Activity – Copy each line below in which the word "fence" occurs.
--- START ---
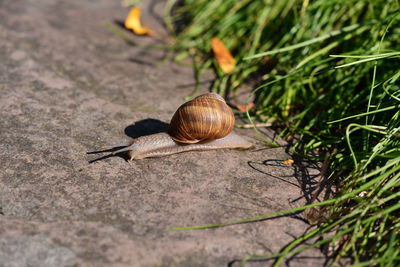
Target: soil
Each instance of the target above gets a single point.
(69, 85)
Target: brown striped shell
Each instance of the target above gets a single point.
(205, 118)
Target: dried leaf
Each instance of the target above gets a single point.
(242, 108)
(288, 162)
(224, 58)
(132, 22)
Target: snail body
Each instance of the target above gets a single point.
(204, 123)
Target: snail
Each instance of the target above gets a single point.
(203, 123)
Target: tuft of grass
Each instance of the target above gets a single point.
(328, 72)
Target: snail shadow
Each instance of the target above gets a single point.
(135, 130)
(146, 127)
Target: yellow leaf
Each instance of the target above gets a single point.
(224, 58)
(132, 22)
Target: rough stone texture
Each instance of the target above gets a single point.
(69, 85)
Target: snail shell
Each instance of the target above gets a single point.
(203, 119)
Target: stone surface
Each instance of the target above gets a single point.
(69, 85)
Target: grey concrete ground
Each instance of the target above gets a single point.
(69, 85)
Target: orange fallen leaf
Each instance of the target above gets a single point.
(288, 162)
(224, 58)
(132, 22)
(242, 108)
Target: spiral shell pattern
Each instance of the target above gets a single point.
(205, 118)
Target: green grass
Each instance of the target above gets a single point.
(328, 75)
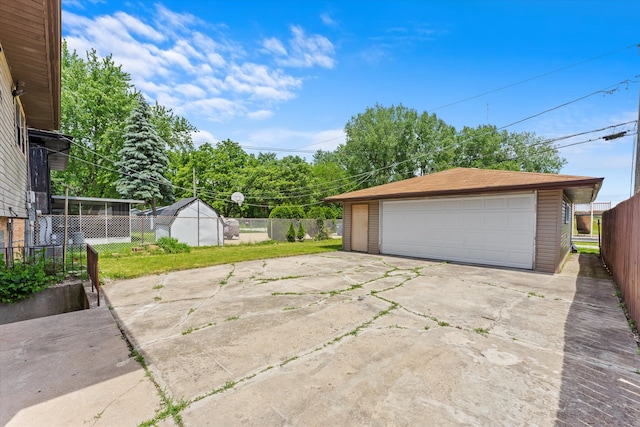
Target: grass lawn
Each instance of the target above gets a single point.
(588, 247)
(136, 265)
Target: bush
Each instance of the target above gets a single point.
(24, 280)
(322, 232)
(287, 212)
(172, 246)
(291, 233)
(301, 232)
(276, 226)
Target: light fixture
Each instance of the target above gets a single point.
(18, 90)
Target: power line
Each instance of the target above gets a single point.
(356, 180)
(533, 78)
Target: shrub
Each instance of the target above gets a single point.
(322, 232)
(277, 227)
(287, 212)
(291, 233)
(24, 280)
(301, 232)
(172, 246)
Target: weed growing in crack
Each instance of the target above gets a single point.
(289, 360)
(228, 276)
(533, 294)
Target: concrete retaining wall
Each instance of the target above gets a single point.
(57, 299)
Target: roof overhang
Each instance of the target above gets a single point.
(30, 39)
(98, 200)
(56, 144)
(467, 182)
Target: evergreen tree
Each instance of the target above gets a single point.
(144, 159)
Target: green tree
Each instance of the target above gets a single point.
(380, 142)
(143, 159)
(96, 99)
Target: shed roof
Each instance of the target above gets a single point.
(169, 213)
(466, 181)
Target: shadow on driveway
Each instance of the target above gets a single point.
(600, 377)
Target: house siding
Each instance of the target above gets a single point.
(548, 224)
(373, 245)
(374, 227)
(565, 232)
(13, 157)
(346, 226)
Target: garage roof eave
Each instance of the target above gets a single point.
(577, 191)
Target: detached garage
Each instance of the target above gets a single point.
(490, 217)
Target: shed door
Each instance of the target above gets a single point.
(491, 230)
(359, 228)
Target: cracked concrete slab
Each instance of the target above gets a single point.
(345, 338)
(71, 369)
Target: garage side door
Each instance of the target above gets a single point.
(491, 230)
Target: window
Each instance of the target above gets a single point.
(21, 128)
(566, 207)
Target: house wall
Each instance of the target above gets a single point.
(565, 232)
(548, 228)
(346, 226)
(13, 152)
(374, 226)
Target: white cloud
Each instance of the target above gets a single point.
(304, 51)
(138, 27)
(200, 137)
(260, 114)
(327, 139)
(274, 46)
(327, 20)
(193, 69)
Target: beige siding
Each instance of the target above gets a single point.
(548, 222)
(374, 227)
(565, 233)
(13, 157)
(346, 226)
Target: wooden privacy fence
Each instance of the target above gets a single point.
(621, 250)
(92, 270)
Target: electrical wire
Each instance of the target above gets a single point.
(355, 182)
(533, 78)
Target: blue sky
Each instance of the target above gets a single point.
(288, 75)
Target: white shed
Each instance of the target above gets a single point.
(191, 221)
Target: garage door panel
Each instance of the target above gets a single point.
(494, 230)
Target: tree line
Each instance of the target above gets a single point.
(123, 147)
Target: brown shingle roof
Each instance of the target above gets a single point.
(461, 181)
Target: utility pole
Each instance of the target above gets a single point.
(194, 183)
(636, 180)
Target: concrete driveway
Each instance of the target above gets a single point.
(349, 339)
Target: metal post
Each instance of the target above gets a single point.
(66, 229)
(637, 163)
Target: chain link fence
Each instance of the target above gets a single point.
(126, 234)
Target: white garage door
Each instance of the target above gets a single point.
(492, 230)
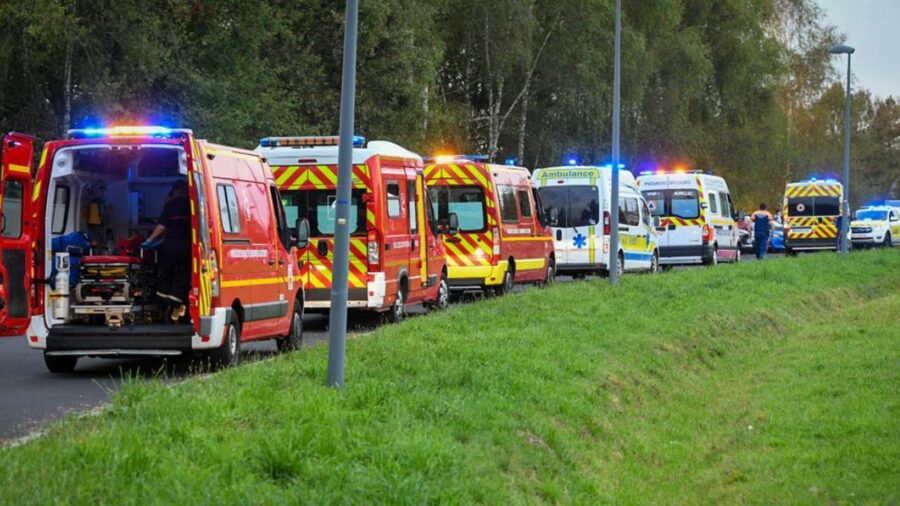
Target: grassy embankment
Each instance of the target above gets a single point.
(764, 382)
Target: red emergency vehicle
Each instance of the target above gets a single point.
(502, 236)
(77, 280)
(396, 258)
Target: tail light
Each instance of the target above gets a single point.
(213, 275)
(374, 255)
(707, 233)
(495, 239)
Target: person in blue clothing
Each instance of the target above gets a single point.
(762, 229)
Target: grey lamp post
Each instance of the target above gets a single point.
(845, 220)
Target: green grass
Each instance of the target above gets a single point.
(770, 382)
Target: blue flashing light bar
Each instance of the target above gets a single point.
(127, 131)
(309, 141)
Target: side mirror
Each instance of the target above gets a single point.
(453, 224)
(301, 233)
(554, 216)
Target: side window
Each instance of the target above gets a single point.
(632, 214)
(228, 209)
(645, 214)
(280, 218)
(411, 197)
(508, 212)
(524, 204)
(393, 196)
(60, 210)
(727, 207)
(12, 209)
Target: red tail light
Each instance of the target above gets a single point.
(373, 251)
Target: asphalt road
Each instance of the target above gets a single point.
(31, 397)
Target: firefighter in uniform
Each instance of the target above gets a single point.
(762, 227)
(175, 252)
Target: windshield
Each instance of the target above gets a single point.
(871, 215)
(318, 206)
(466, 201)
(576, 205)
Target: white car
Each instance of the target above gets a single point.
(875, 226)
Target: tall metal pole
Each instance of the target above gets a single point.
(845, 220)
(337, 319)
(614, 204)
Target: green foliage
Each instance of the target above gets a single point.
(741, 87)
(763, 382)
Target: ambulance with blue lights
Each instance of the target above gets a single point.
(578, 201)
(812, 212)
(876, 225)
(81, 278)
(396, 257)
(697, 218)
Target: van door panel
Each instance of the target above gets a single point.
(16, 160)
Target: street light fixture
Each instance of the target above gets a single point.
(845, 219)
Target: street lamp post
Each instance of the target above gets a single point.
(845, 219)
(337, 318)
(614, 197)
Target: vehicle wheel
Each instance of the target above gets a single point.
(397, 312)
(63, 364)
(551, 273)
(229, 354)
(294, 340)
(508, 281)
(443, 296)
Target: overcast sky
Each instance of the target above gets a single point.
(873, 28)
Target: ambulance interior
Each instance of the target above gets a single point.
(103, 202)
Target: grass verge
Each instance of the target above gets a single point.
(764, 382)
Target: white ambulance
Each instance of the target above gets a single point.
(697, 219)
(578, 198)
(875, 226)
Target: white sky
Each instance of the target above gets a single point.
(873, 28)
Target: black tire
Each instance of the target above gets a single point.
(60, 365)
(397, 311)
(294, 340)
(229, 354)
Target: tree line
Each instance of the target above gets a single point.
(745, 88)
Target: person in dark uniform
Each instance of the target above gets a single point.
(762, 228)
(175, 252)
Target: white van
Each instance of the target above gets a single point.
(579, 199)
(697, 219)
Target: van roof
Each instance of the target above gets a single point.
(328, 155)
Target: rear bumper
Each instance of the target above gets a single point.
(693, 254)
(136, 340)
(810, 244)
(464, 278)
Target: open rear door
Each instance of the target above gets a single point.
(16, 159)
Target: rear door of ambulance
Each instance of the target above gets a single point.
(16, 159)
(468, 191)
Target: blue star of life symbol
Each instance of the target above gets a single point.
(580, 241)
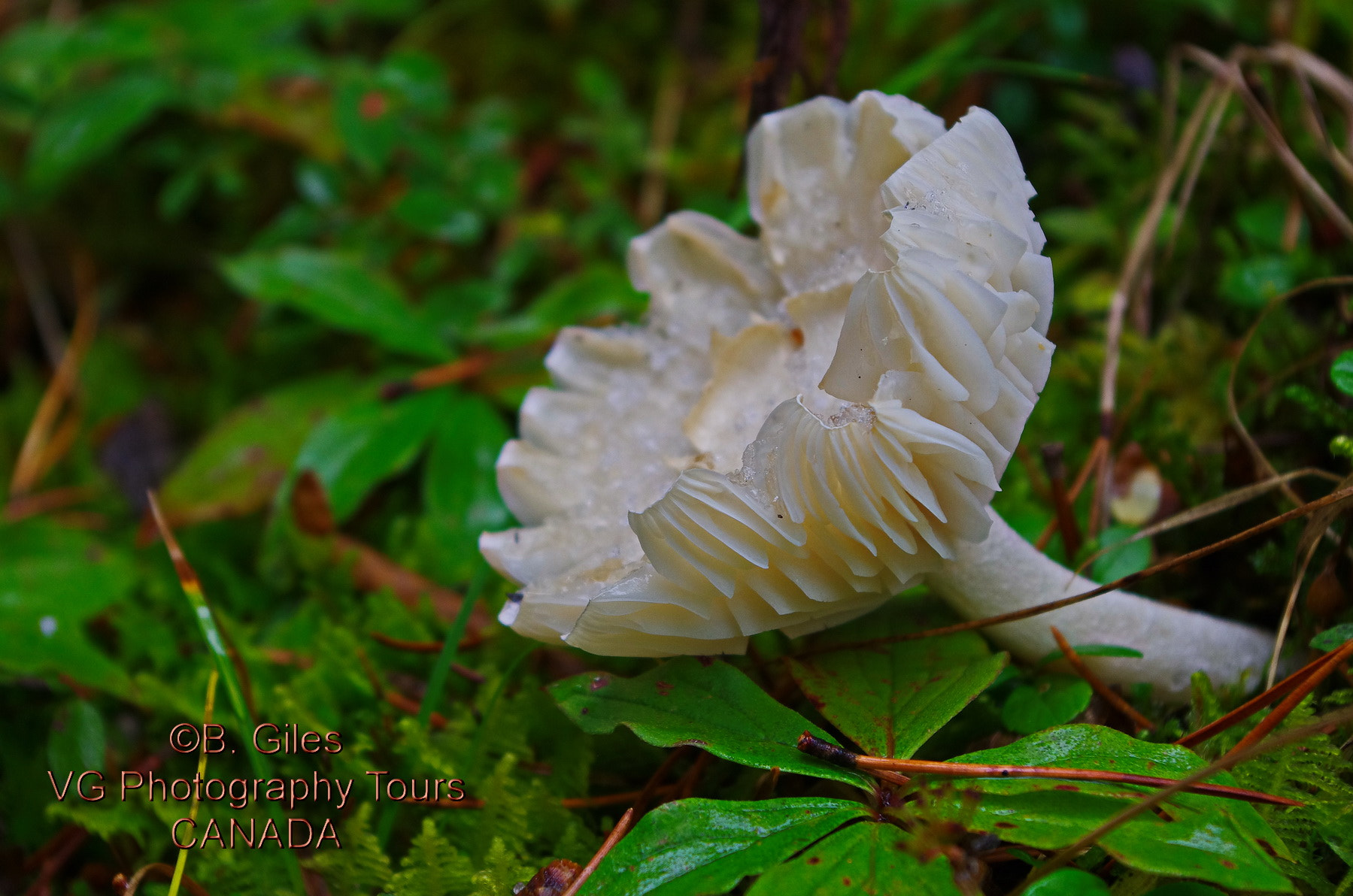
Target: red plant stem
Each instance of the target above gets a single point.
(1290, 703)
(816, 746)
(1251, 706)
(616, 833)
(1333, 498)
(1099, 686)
--- END ---
The completed task –
Target: wooden privacy fence
Target: chain link fence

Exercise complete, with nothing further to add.